**Görev için malzeme:**
____

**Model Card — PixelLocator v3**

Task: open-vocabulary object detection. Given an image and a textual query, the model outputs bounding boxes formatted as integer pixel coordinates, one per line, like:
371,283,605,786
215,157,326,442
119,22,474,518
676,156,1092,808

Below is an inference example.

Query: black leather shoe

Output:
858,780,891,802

____

**Hedef:** Kayıtlardaki bütün satırları, istekler de dahil olmak üzere yeniden yazar mısın? Yazarken yanıtlardaki sınırlayıcı kutu koordinatlarını 1,05 ile çarparak ölçeklendir ve yarımları yukarı yuvarlayıp tam sayıya getir. İsteklerdeki ve biçim örneklerindeki sayılar olduğu gibi kalsın.

**Tamamlanmış alıştırma:**
**Model Card — PixelLocator v3**

Task: open-vocabulary object detection. Given an image and a textual query, the model outputs bounding boxes formatted as integer pixel coordinates, one per line, like:
371,283,605,786
215,157,326,442
119,22,474,518
676,156,1092,808

Below is an inference example.

Query: black leather shoe

Output:
901,819,936,842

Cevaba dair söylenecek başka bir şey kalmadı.